▶ **Instructions to follow**: Each entry has to be copied exactly, with nothing missed.

(Coordinate annotation entries)
= = = =

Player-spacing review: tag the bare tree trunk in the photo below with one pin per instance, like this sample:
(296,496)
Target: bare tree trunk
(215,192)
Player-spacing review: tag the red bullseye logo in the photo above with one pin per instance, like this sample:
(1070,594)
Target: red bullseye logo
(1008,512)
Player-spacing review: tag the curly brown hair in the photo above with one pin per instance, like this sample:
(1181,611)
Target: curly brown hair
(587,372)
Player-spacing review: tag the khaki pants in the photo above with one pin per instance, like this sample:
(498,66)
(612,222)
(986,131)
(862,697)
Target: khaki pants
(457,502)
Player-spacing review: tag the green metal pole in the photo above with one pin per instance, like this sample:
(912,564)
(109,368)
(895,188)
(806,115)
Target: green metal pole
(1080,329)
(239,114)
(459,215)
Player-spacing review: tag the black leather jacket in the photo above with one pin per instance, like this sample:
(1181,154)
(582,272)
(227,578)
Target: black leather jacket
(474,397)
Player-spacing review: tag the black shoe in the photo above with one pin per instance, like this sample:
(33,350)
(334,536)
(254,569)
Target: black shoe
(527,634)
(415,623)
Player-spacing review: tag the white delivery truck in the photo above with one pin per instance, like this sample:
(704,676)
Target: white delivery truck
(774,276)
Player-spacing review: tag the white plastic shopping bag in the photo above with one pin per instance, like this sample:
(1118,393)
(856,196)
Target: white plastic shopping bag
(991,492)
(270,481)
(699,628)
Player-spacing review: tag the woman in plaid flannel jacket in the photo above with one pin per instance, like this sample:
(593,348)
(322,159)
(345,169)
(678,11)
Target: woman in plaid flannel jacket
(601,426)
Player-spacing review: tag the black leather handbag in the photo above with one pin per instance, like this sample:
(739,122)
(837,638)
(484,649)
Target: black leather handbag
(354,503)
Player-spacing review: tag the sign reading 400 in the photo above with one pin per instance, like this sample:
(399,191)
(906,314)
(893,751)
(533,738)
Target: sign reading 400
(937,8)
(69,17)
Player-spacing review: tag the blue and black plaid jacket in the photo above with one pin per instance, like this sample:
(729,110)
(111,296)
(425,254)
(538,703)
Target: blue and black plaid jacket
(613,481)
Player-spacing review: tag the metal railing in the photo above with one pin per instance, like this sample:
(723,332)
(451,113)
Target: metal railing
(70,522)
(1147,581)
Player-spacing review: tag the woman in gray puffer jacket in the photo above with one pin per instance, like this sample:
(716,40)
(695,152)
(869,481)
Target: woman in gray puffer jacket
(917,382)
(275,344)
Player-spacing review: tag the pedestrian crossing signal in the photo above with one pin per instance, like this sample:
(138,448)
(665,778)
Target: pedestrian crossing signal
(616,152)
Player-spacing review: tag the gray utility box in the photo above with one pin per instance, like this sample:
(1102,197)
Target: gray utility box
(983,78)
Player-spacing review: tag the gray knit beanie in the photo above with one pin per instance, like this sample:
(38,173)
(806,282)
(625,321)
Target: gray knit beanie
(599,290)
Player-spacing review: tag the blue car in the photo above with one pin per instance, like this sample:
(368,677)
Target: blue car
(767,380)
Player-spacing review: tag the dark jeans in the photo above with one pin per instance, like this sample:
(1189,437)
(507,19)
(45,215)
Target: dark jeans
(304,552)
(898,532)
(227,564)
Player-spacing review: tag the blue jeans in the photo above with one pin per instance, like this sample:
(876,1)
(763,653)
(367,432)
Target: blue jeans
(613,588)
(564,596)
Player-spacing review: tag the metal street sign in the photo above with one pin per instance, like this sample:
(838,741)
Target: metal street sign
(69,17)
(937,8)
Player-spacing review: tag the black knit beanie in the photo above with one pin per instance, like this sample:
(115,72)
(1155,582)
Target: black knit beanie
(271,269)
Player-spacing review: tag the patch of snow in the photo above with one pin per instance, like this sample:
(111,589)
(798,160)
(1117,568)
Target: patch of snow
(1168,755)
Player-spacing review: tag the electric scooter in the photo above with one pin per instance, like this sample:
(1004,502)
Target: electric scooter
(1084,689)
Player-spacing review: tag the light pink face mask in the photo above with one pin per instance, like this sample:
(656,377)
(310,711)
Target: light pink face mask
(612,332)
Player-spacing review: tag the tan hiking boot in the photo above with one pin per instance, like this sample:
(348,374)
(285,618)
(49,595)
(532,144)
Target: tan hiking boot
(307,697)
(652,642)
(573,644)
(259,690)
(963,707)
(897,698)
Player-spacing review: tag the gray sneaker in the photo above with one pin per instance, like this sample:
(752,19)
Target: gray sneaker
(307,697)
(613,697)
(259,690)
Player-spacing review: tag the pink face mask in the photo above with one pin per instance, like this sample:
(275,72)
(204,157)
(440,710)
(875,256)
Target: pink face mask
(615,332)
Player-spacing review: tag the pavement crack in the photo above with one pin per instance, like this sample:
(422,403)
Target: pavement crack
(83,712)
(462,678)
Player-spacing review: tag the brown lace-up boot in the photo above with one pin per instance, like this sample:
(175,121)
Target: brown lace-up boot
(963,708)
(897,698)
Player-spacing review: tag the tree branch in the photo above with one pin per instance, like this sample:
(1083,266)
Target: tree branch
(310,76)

= = = =

▶ **Answer to this problem**:
Player-spacing review: tag the bare tree trunk in the photo below with one pin per instance, like this sample:
(296,496)
Target: bare tree trunk
(215,192)
Player-spacing review: tag the red bullseye logo in the photo above with one pin per instance, like this sample:
(1070,594)
Target: red bullseye logo
(1008,512)
Player-spacing review: tag the curly brown hair in the photo above with one pin per instance, like this sample:
(1181,611)
Target: curly brown hair
(587,372)
Player-spacing review: tag the khaki pants in the photo above with one pin per instance, like this sample:
(498,66)
(612,222)
(986,131)
(862,697)
Target: khaki pants
(457,502)
Player-spacing review: tag the green metal pole in the photo above with one pin per instance, like this sample:
(912,564)
(109,368)
(895,188)
(806,115)
Target: green metal pole
(1080,329)
(239,114)
(459,215)
Player-spacing review: tag the black leather jacket in the photo above with one pin per instance, like this sample:
(1181,154)
(582,272)
(227,578)
Target: black leather jacket
(474,397)
Player-spacing review: tag the black shoe in the photo above with one pin per instance, like this sample:
(33,350)
(334,536)
(254,569)
Target: black shoe
(527,634)
(415,623)
Player-spacing review: tag the white delivery truck in the photo above with one pin per instance, like this sample:
(704,676)
Target: white delivery truck
(774,276)
Player-spacing review: tag the white plastic shopping bag in the photo above with one pin per instance, like this sample:
(1118,393)
(856,196)
Target: white plastic shopping bag
(991,492)
(270,481)
(699,628)
Player-spacing review: tag the woman in plaid flannel jacket in the photo above with one pin per instance, like this sample:
(593,348)
(322,159)
(345,169)
(678,11)
Target: woman in plaid flannel jacket
(601,426)
Player-spacing review: tag the black leather handbag in the photo above with one pin per instance, like this sample:
(739,122)
(837,638)
(484,649)
Target: black leather handbag
(354,503)
Player-spacing review: tag the sign reading 400 in the photo above with one pin per instance, like this sample:
(399,191)
(906,314)
(893,751)
(533,738)
Target: sign reading 400
(937,8)
(69,17)
Player-spacing review: tag the blue and black plaid jacket in the photo above with one pin per instance, like this sample:
(729,110)
(111,296)
(425,254)
(538,703)
Target: blue and black plaid jacket
(613,481)
Player-spacing review: tag the metal railing in the photo above with one pin per instance, like this sample:
(723,332)
(451,113)
Target: metal railing
(70,522)
(1147,581)
Player-spacing review: tag the woman in gray puffer jacket in the photo above with one pin per instance, like this sample:
(716,40)
(695,152)
(869,481)
Target: woman in gray puffer jacket
(917,382)
(275,344)
Player-spacing review: tag the pedestrian crossing signal in the photo above with one pin per instance, like this sample:
(138,448)
(665,778)
Target: pedestrian crossing signal
(616,152)
Player-spacing review: tag the gray utility box in the photo above with one pin per instance, like this sample:
(1102,197)
Target: gray utility box
(983,78)
Player-spacing review: tag the gray knit beanie in the photo above with one pin per instance, like this sample:
(38,173)
(806,282)
(625,321)
Target: gray knit beanie
(599,290)
Player-spacing review: tag the blue car in the photo above with one pin per instance, like this sample:
(368,677)
Target: blue car
(767,380)
Player-spacing review: tag the dark jeans in the photo above with one pin per instance, like this sample:
(1189,437)
(507,19)
(45,215)
Target: dark jeans
(304,552)
(898,532)
(227,564)
Player-spacing review: tag the blue jeans in the photo above with one pin per instance, like this sample:
(876,1)
(763,653)
(367,432)
Target: blue jeans
(613,588)
(564,596)
Player-spacing review: tag the metal street sign in the photo above with one pin per instance, like this sample:
(838,741)
Target: metal street sign
(69,17)
(937,8)
Player-spacing review: tag the black knit beanie in the photo above with one pin per instance, like this sample:
(115,72)
(1155,582)
Target: black knit beanie
(271,269)
Player-spacing review: tag the patch of snow in the photo above with one pin per instance, like this sample:
(111,589)
(798,160)
(1117,568)
Target: patch of snow
(1168,755)
Player-spacing review: tag the electric scooter in the photo above with one pin per instance, like this sample:
(1004,502)
Target: electric scooter
(1084,689)
Player-spacing review: tag the light pink face mask in the photo above with one pin per instance, like this sample:
(656,377)
(310,711)
Target: light pink face mask
(612,332)
Player-spacing review: tag the tan hiking boot in the photo above with one pin per instance, like this sample:
(348,374)
(285,618)
(49,595)
(532,144)
Target: tan hiking boot
(307,697)
(652,642)
(573,644)
(259,690)
(963,707)
(897,698)
Player-spacing review: tag the gray sneaker in the photo above with one pin per instance, like this sample:
(752,19)
Target: gray sneaker
(307,697)
(613,697)
(259,690)
Player-spacing review: tag the pink face mask in the photo above with one pin per instance, like this sample:
(275,72)
(204,157)
(440,710)
(875,256)
Target: pink face mask
(615,332)
Player-spacing review: tag the pavement crack in the photo above with one pin per instance, like this sample:
(422,403)
Target: pavement crack
(83,712)
(462,678)
Player-spacing review: tag the brown lace-up boot in the photo above with one pin per instance, like this sample:
(175,121)
Target: brown lace-up boot
(963,708)
(897,698)
Player-spacing review: tag the tree branch in the photo above with one pin per instance, like this sample:
(1083,266)
Target: tree branch
(310,76)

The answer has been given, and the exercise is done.